→ **Set exercise A**:
In the methodology text, what serves as the origins for the accessibility calculations?

→ **Passage provided**:
** start **

3 Methodology
This page provides an outline of the methodology behind indicator modelling / calculation. For more details, please refer to the notebooks (provided in the Appendices of this book).
3.1 Indicator selection
We resolved to use four indicators of interest, which were shortlisted after an initial review of the available data and software, as well as the interests of the stakeholders. These are:
- Air quality
- House prices
- Job accessibility
- Greenspace accessibility
For each of these indicators, we have detailed below how they are generated. This step represents the basic scenario.
We have two different types of indicators: while air quality and house prices are derived using models which are fit to actual data, accessibilities are directly calculated using geospatial data, so are not directly modelled/predicted using explanatory variables.
3.1.1 Accessibility calculation
For accessibility computations, we calculate the cumulative potential accessibility to green spaces and jobs (collectively ‘opportunities’). We consider a set of origins and opportunity destination points, and the time it takes to move between them on the road network for different transport modes.
In order to calculate the time it takes from each origin to reach each destination, we need to have a Time Travel Matrix (TTM) between origins and destinations for different means of transport. To build this, we can generate a graph/network starting from two data sources: one for the road network, and one for public transportation schedules. Once a TTM is built between a set of origins and a set of destinations for a given mode of transport, we can run accessibility analyses on it.
Origins: For this project, we take the coordinates of the Population Weighted Centroids (PWC) of Output Areas (OA) as the origins.

** end **

→ **Set exercise B**:
Copy every one of the object detection records below word for word.

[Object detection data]
** start **

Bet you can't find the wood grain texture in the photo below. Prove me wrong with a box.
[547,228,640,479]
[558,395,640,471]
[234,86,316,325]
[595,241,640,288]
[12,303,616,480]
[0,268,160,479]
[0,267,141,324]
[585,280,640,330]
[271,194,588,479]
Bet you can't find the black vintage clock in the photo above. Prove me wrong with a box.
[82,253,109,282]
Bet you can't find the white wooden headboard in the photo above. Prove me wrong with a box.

** end **

→ **Full solution A**:
The coordinates of the Population Weighted Centroids (PWC) of Output Areas (OA).

→ **Full solution B**:
Bet you can't find the wood grain texture in the photo below. Prove me wrong with a box.
[547,228,640,479]
[558,395,640,471]
[234,86,316,325]
[595,241,640,288]
[12,303,616,480]
[0,268,160,479]
[0,267,141,324]
[585,280,640,330]
[271,194,588,479]
Bet you can't find the black vintage clock in the photo above. Prove me wrong with a box.
[82,253,109,282]
Bet you can't find the white wooden headboard in the photo above. Prove me wrong with a box.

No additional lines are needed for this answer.